- DATA SHOWN -
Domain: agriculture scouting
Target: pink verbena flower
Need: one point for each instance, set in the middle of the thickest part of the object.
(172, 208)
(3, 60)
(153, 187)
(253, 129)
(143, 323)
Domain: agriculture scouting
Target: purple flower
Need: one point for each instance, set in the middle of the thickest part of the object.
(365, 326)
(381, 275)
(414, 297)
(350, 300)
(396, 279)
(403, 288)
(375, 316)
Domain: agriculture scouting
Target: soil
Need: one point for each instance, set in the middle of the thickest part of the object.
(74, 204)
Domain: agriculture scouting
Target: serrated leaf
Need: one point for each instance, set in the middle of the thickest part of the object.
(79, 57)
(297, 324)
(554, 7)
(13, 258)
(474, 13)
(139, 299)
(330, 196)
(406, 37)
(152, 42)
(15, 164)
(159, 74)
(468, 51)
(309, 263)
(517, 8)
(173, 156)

- YOUR OBJECTIVE -
In every one of the records above, replace "agriculture scouting" with "crop scouting" and write out the records again, keeping everything else the same.

- ANSWER TO THE PROBLEM -
Domain: crop scouting
Target: pink verbena flower
Need: one point for each instance, set in the middle of the thickest part of the object.
(172, 208)
(3, 60)
(153, 187)
(253, 129)
(143, 323)
Domain: crop scouting
Target: purple flower
Need: one point for each instance, set in the middle of the thickest part of the object.
(365, 326)
(381, 275)
(414, 297)
(350, 300)
(396, 279)
(403, 288)
(375, 316)
Domain: crop scouting
Target: soil
Need: one point for each instance, set in the middle of the thickest part of the object.
(74, 204)
Domain: crop scouting
Target: serrated leaf
Need: one point for each instance, set in the middle of the thickest part of the object.
(79, 57)
(297, 324)
(554, 7)
(13, 258)
(474, 13)
(139, 299)
(330, 196)
(406, 37)
(152, 42)
(15, 164)
(159, 74)
(468, 51)
(309, 263)
(517, 8)
(173, 156)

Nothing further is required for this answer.